Zadanie pisemne 1: Czy poniższe stwierdzenia zgadzają się z tekstem o meczu Hiszpanii z Francją? Przy każdym odpowiedz „tak” lub „nie” i przytocz dosłownie rozstrzygające słowa tekstu: (a) Po pierwszej kwarcie prowadzili Francuzi. (b) Rudy Fernandez zdobył w całym spotkaniu 13 punktów. (c) Francuzi trafili z dystansu 3 z 11 oddanych rzutów.
Zadanie pisemne 2: Powtórz dokładnie ten fragment tekstu o meczu Hiszpanii z Francją, który otwierają słowa zawierające „Dzisiaj na przeciwko”, a zamykają słowa „końcowy wynik meczu.”.

Wybrany fragment:
Kto się łudził, że jest drużyna, która może stanąć na drodze do złota Hiszpanom na Eurobaskecie, to dzisiaj musiał przełknąć gorzką pigułkę.
Dzisiaj na przeciwko obrońcom trofeum stanęli niepokonani dotąd Francuzi. Kibice basketu mieli więc nie lada gratkę spodziewając się ogromnych emocji. Niestety w meczu nie zagrali ani minuty Michael Gelabale, Joakim Noah i Tony Parker, przez co można usprawiedliwić końcowy wynik meczu.
I takowe pojawiły się w pierwszej części meczu, kiedy to obie drużyny szły „łeb w łeb” nie pozwalając sobie na odskoczenie na większą różnicę punktową. Po pierwszej kwarcie wynik brzmiał 22:21 dla Francji, po drugiej 39:38 dla Hiszpanii.
Przełomowa okazała się trzecia kwarta, kiedy to przez osiem minut Francuzi byli w stanie uzyskać zaledwie 4 punkty przy 27 Hiszpanów. W okresie tym Francuzi mieli spory problem z ułożeniem gry w ataku popełniając aż 8 strat z 17, jakie popełnili w całym meczu. Na szczególne słowa uznania zasłużył przede wszystkim Rudy Fernandez, który w trzeciej ćwiartce zdobył 13 punktów, a w całym spotkaniu 15 punktów, 4 zbiórki, 6 asyst oraz 3 przechwyty.
Trójkolorowi przegrali także „deskę” w stosunku 28:35 oraz kiepsko rzucali z dystansu – ledwo 3 rzuty na 11 oddanych znalazło drogę do celu. Znacznie lepiej w tym względzie szło ich oponentom, którzy trafili aż 10 krotnie.

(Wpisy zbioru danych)
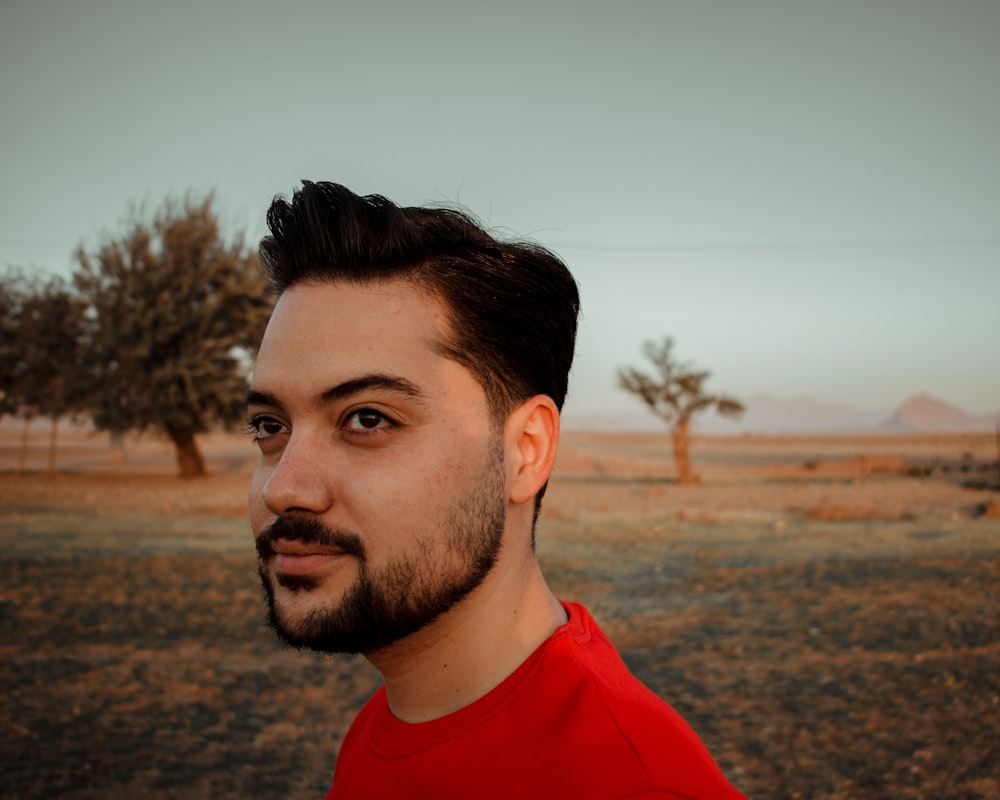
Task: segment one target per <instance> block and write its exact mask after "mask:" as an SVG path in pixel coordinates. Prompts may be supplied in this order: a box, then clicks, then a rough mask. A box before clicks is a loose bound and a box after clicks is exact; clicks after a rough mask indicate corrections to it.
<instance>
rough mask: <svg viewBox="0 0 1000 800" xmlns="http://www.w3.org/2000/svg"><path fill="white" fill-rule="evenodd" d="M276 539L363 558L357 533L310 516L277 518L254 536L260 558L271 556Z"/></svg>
mask: <svg viewBox="0 0 1000 800" xmlns="http://www.w3.org/2000/svg"><path fill="white" fill-rule="evenodd" d="M279 539H284V540H285V541H288V542H302V543H303V544H319V545H323V546H324V547H334V548H336V549H338V550H342V551H343V552H344V553H346V554H347V555H352V556H354V557H355V558H357V559H358V560H360V561H364V560H365V555H366V554H365V545H364V542H362V541H361V537H360V536H358V535H357V534H356V533H352V532H351V531H345V530H341V529H337V528H329V527H327V526H326V525H324V524H323V523H322V522H320V521H319V520H318V519H313V518H310V517H278V518H277V519H276V520H275V521H274V522H273V523H271V524H270V525H268V526H267V527H266V528H265V529H264V530H263V531H262V532H261V534H260V536H258V537H257V539H256V541H255V544H256V546H257V555H258V556H259V557H260V558H261V559H267V558H269V557H271V556H273V555H274V543H275V542H277V541H278V540H279Z"/></svg>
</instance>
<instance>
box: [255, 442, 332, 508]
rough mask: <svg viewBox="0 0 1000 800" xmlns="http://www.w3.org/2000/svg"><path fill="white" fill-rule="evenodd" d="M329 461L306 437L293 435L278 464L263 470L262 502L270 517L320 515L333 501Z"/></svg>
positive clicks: (320, 450)
mask: <svg viewBox="0 0 1000 800" xmlns="http://www.w3.org/2000/svg"><path fill="white" fill-rule="evenodd" d="M328 466H329V458H324V454H323V453H322V448H321V447H320V446H318V445H317V444H316V443H315V440H310V438H308V437H307V436H305V435H296V434H295V433H293V434H292V435H291V436H290V437H289V440H288V442H287V444H286V445H285V447H284V448H283V450H282V452H281V457H280V458H279V459H278V462H277V463H276V464H274V466H273V467H272V468H271V469H270V470H268V469H267V467H266V465H263V464H262V465H261V466H258V469H264V470H265V474H264V475H262V476H261V481H260V483H259V484H258V485H259V486H260V493H261V500H262V501H263V503H264V506H265V508H267V510H268V511H270V512H271V513H272V514H275V515H277V516H282V515H285V514H290V513H295V512H298V513H307V514H322V513H323V512H324V511H326V510H327V509H328V508H329V507H330V504H331V503H332V501H333V482H332V475H331V472H330V470H329V469H328V468H327V467H328Z"/></svg>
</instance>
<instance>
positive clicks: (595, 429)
mask: <svg viewBox="0 0 1000 800" xmlns="http://www.w3.org/2000/svg"><path fill="white" fill-rule="evenodd" d="M742 400H743V404H744V406H745V407H746V411H745V412H744V413H743V415H742V416H740V417H738V418H736V419H732V418H728V417H720V416H718V415H717V414H715V413H714V412H708V413H706V414H700V415H698V416H696V417H695V418H694V422H693V430H694V432H695V433H708V434H713V433H770V434H782V433H785V434H808V433H862V432H865V431H900V432H904V431H912V432H917V433H920V432H942V433H946V432H962V431H969V432H974V431H992V430H993V428H994V426H995V425H997V424H1000V414H993V415H989V416H984V417H974V416H972V415H971V414H968V413H967V412H965V411H963V410H962V409H960V408H958V407H957V406H954V405H952V404H950V403H947V402H945V401H943V400H939V399H937V398H934V397H931V396H929V395H927V394H918V395H914V396H912V397H909V398H907V399H906V400H905V401H904V402H903V403H902V405H900V406H899V408H897V409H896V410H895V411H892V410H891V409H887V408H882V409H860V408H856V407H855V406H851V405H848V404H846V403H829V402H824V401H822V400H814V399H812V398H810V397H796V398H781V397H774V396H772V395H769V394H763V393H760V394H753V395H749V396H746V397H744V398H742ZM564 426H565V427H566V429H567V430H600V431H635V432H645V431H651V432H652V431H663V430H665V426H664V424H663V423H662V422H661V421H660V420H658V419H657V418H656V417H654V416H653V415H652V414H650V413H649V412H648V411H646V410H645V409H644V408H642V406H641V405H640V404H639V403H635V404H634V405H627V406H626V405H624V404H623V405H622V407H621V410H618V409H617V408H616V409H615V410H613V411H610V412H605V413H598V414H574V413H570V414H569V415H568V416H567V418H566V419H564Z"/></svg>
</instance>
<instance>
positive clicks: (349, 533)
mask: <svg viewBox="0 0 1000 800" xmlns="http://www.w3.org/2000/svg"><path fill="white" fill-rule="evenodd" d="M505 519H506V492H505V478H504V458H503V450H502V447H501V445H500V442H499V441H498V440H494V441H493V442H492V443H491V446H490V448H489V452H488V459H487V463H486V465H485V468H484V470H483V474H482V477H481V478H480V480H479V482H478V483H477V484H476V486H474V487H473V488H472V489H471V490H470V491H469V492H467V493H466V494H465V495H464V496H462V497H461V498H459V499H458V500H457V501H456V502H455V503H454V504H453V505H452V507H451V508H450V509H449V512H448V513H447V515H446V517H445V519H444V521H443V523H442V524H441V527H440V529H439V530H436V531H429V532H427V533H426V534H425V535H424V536H423V537H420V538H417V539H416V543H417V547H416V548H415V549H414V550H413V551H412V552H411V553H409V554H407V555H404V556H399V557H397V558H394V559H391V560H389V561H387V562H385V563H384V564H379V565H376V564H373V563H371V561H370V559H369V557H368V553H367V549H366V547H365V545H364V542H363V540H362V539H361V537H359V536H358V535H357V534H356V533H353V532H351V531H346V530H342V529H333V528H329V527H327V526H326V525H324V524H323V523H322V522H320V521H319V520H318V519H316V518H313V517H294V516H292V517H279V518H278V519H277V520H275V522H274V523H273V524H272V525H271V526H269V527H268V528H267V529H265V531H264V532H263V533H262V534H261V535H260V537H258V539H257V543H256V544H257V552H258V572H259V573H260V578H261V583H262V585H263V588H264V595H265V599H266V601H267V608H268V624H269V626H270V627H271V629H272V630H273V631H274V632H275V633H276V634H277V636H278V638H279V639H280V640H281V641H282V642H284V643H285V644H286V645H288V646H290V647H295V648H299V649H310V650H315V651H319V652H324V653H352V654H353V653H362V654H364V653H370V652H373V651H376V650H379V649H381V648H384V647H386V646H388V645H390V644H392V643H394V642H397V641H399V640H401V639H404V638H405V637H407V636H409V635H411V634H413V633H416V632H417V631H419V630H420V629H421V628H424V627H426V626H427V625H429V624H430V623H432V622H433V621H434V620H436V619H437V618H438V617H440V616H441V615H442V614H444V613H445V612H447V611H449V610H450V609H451V608H453V607H454V606H455V605H456V604H457V603H459V602H460V601H461V600H463V599H464V598H465V597H467V596H468V595H469V594H470V593H471V592H472V591H473V590H475V589H476V588H478V587H479V585H480V584H482V582H483V580H484V579H485V578H486V576H487V575H489V573H490V571H491V570H492V569H493V566H494V565H495V564H496V561H497V558H498V556H499V554H500V548H501V546H502V543H503V531H504V522H505ZM438 538H440V539H442V542H436V541H435V539H438ZM278 539H285V540H288V541H300V542H305V543H310V544H312V543H315V544H321V545H326V546H331V547H336V548H338V549H339V550H341V551H342V552H343V553H344V554H345V555H348V556H352V557H353V558H355V559H356V561H357V563H358V577H357V579H356V581H355V582H354V584H353V585H352V586H351V587H350V588H348V589H347V590H346V592H345V593H344V595H343V596H342V597H341V598H340V599H331V600H328V601H327V602H326V603H322V601H321V599H320V597H321V596H320V591H321V589H322V583H323V581H322V579H321V578H315V577H312V576H288V575H278V576H272V575H271V574H270V573H269V572H268V563H269V561H270V559H271V557H273V555H274V551H273V549H272V545H273V543H274V542H275V541H277V540H278ZM442 544H443V546H442ZM275 583H277V584H278V585H279V586H281V587H283V588H284V589H286V590H288V591H290V592H293V593H296V594H301V593H311V592H316V593H317V594H316V596H317V600H318V602H317V604H316V605H315V606H314V607H313V608H311V609H310V610H309V611H308V612H307V613H306V614H305V615H304V616H303V617H302V618H301V619H300V620H297V621H295V622H292V621H291V620H289V619H288V618H287V617H285V616H284V615H283V614H282V609H281V607H280V603H279V602H278V600H277V598H276V591H277V590H276V587H275V585H274V584H275Z"/></svg>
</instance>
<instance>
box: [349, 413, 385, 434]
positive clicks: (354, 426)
mask: <svg viewBox="0 0 1000 800" xmlns="http://www.w3.org/2000/svg"><path fill="white" fill-rule="evenodd" d="M394 425H395V423H393V421H392V420H390V419H389V418H388V417H387V416H386V415H385V414H382V413H381V412H378V411H375V410H374V409H371V408H362V409H359V410H358V411H355V412H353V413H352V414H351V415H350V416H348V418H347V420H346V422H345V423H344V427H345V428H347V429H348V430H350V431H358V432H362V433H363V432H366V431H375V430H380V429H382V428H391V427H393V426H394Z"/></svg>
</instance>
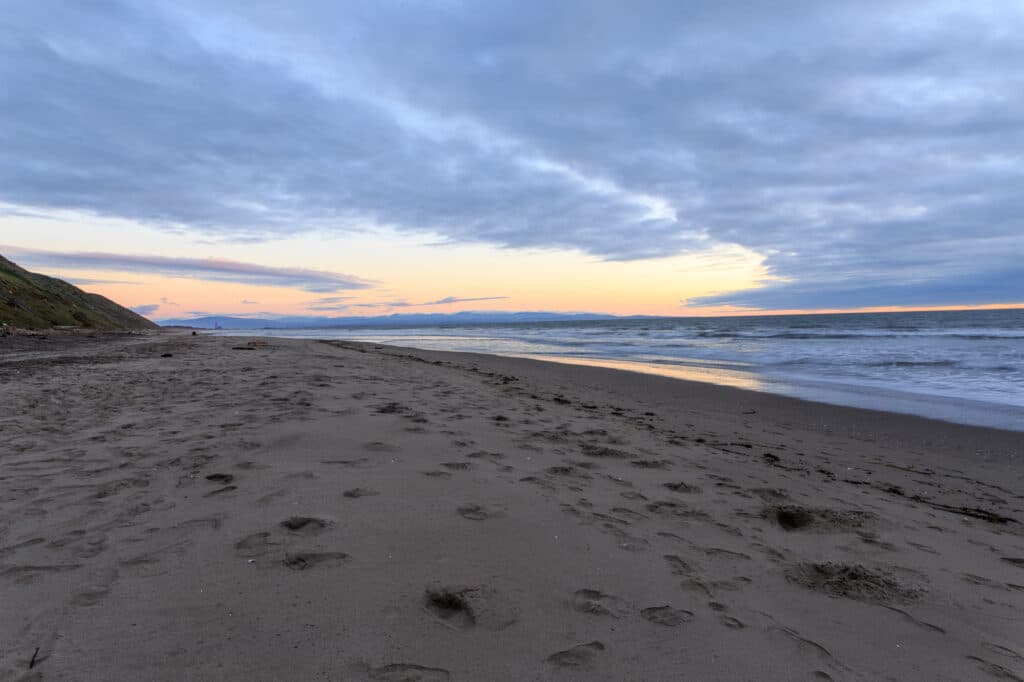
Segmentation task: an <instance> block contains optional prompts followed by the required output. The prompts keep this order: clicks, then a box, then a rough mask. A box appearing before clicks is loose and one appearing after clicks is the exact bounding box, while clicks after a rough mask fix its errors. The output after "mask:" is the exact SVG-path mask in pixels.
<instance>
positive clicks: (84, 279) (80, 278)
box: [63, 278, 138, 287]
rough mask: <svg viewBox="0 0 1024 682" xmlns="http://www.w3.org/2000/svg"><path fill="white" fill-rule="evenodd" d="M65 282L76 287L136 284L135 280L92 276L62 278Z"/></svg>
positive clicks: (136, 284) (89, 286)
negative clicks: (106, 278)
mask: <svg viewBox="0 0 1024 682" xmlns="http://www.w3.org/2000/svg"><path fill="white" fill-rule="evenodd" d="M63 280H65V282H68V283H70V284H73V285H75V286H76V287H94V286H96V285H112V284H113V285H137V284H138V283H137V282H124V281H122V280H94V279H92V278H63Z"/></svg>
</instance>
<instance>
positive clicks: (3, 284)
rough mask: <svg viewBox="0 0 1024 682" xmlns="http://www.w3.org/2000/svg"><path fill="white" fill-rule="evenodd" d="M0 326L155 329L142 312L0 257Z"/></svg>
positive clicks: (156, 326)
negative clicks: (137, 313) (2, 325)
mask: <svg viewBox="0 0 1024 682" xmlns="http://www.w3.org/2000/svg"><path fill="white" fill-rule="evenodd" d="M0 325H12V326H14V327H20V328H24V329H43V328H47V327H57V326H65V325H67V326H71V327H88V328H90V329H104V330H125V329H157V325H156V324H154V323H152V322H150V321H148V319H146V318H145V317H143V316H142V315H139V314H136V313H134V312H132V311H131V310H129V309H128V308H124V307H122V306H120V305H118V304H117V303H115V302H114V301H112V300H110V299H109V298H103V297H102V296H100V295H98V294H87V293H86V292H84V291H82V290H81V289H79V288H78V287H73V286H72V285H70V284H68V283H67V282H63V281H61V280H57V279H55V278H48V276H46V275H45V274H36V273H35V272H30V271H28V270H26V269H25V268H22V267H18V266H17V265H15V264H14V263H12V262H10V261H9V260H7V259H6V258H4V257H3V256H0Z"/></svg>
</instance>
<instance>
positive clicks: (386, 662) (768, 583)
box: [0, 330, 1024, 680]
mask: <svg viewBox="0 0 1024 682" xmlns="http://www.w3.org/2000/svg"><path fill="white" fill-rule="evenodd" d="M44 336H45V337H46V338H25V337H11V338H5V339H0V390H2V394H3V396H4V399H3V406H4V409H3V411H2V412H0V604H2V607H0V675H2V677H3V679H11V680H23V679H25V680H98V679H102V680H178V679H195V680H208V679H209V680H219V679H228V680H283V679H295V680H312V679H325V680H327V679H330V680H338V679H344V680H548V679H564V680H681V679H693V680H829V679H831V680H860V679H863V680H876V679H894V680H919V679H920V680H968V679H971V680H984V679H1004V680H1015V679H1018V680H1019V679H1024V525H1022V523H1024V434H1022V433H1021V432H1020V431H1010V430H998V429H991V428H983V427H977V426H967V425H958V424H952V423H947V422H940V421H934V420H929V419H925V418H921V417H913V416H906V415H898V414H892V413H886V412H872V411H869V410H861V409H855V408H846V407H838V406H830V404H824V403H816V402H809V401H804V400H800V399H797V398H792V397H784V396H778V395H771V394H768V393H760V392H753V391H746V390H742V389H737V388H733V387H726V386H717V385H713V384H707V383H699V382H689V381H682V380H677V379H672V378H666V377H659V376H651V375H643V374H636V373H630V372H622V371H616V370H610V369H604V368H597V367H584V366H578V365H562V364H553V363H542V361H538V360H531V359H524V358H515V357H501V356H496V355H486V354H474V353H456V352H442V351H430V350H412V349H404V348H396V347H392V346H382V345H376V344H373V343H352V342H346V341H316V340H293V339H280V338H241V337H217V336H207V335H199V336H193V335H191V334H190V333H189V332H186V331H180V330H178V331H164V332H159V333H145V334H134V335H118V334H105V335H103V334H96V335H71V334H65V335H61V334H49V335H44Z"/></svg>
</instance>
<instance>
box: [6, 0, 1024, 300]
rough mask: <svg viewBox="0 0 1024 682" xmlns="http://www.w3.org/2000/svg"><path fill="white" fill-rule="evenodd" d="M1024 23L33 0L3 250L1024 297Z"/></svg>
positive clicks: (19, 252) (867, 18)
mask: <svg viewBox="0 0 1024 682" xmlns="http://www.w3.org/2000/svg"><path fill="white" fill-rule="evenodd" d="M1021 35H1024V4H1022V3H1020V2H1019V1H1016V0H1013V1H1011V0H1007V1H1005V2H1002V1H988V2H977V3H971V4H970V5H969V4H968V3H962V2H939V1H935V2H930V1H924V0H914V1H908V2H899V1H895V0H887V1H885V2H881V1H879V2H874V1H864V2H857V3H829V2H809V1H807V2H804V1H790V2H774V3H749V2H685V3H684V2H670V1H665V2H655V1H652V0H647V1H643V0H641V1H638V2H630V3H613V2H601V1H593V0H586V1H584V0H579V1H568V2H556V3H551V2H524V1H519V2H459V1H457V0H438V1H436V2H421V1H416V0H403V1H400V2H399V1H395V2H389V1H386V0H380V1H377V2H351V3H348V2H328V1H323V2H296V3H280V2H259V1H252V0H247V1H245V2H242V1H239V2H232V1H226V0H225V1H221V2H217V3H210V2H198V1H196V2H190V1H187V0H185V1H181V0H178V1H175V2H160V1H157V0H146V1H144V2H143V1H139V2H119V1H115V0H109V1H106V0H103V1H90V2H51V1H49V0H31V1H30V0H26V1H20V0H14V1H13V2H10V3H6V6H5V11H4V13H3V16H2V17H0V254H3V255H4V256H6V257H8V258H10V259H11V260H14V261H15V262H17V263H19V264H22V265H23V266H25V267H28V268H30V269H33V270H36V271H42V272H46V273H49V274H55V275H58V276H61V278H63V279H67V280H69V281H71V282H73V283H76V284H78V285H79V286H81V287H82V288H84V289H86V290H88V291H95V292H98V293H101V294H103V295H106V296H109V297H111V298H113V299H115V300H117V301H118V302H121V303H123V304H125V305H129V306H131V307H133V308H134V309H136V310H139V311H140V312H142V313H143V314H146V315H147V316H150V317H153V318H158V319H160V318H171V317H178V318H180V317H189V316H198V315H202V314H211V313H216V314H247V315H264V314H304V315H307V314H316V315H332V316H333V315H365V314H387V313H391V312H412V311H430V312H450V311H456V310H557V311H592V312H610V313H622V314H630V313H642V314H670V315H675V314H694V313H714V312H724V311H735V310H803V309H808V310H810V309H814V310H817V309H859V308H880V307H943V306H962V305H1006V304H1022V303H1024V221H1022V217H1021V216H1024V193H1022V191H1021V190H1020V187H1021V186H1024V117H1022V116H1021V112H1024V72H1022V70H1021V69H1020V66H1019V65H1021V63H1024V41H1021V39H1020V36H1021Z"/></svg>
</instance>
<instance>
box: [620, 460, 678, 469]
mask: <svg viewBox="0 0 1024 682" xmlns="http://www.w3.org/2000/svg"><path fill="white" fill-rule="evenodd" d="M630 464H632V465H633V466H635V467H637V468H639V469H671V468H672V460H633V461H632V462H630Z"/></svg>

Miejsce na odpowiedź 1:
(a) Tak: „Po pierwszej kwarcie wynik brzmiał 22:21 dla Francji”.
(b) Nie: „a w całym spotkaniu 15 punktów”.
(c) Tak: „ledwo 3 rzuty na 11 oddanych znalazło drogę do celu”.

Miejsce na odpowiedź 2:
Dzisiaj na przeciwko obrońcom trofeum stanęli niepokonani dotąd Francuzi. Kibice basketu mieli więc nie lada gratkę spodziewając się ogromnych emocji. Niestety w meczu nie zagrali ani minuty Michael Gelabale, Joakim Noah i Tony Parker, przez co można usprawiedliwić końcowy wynik meczu.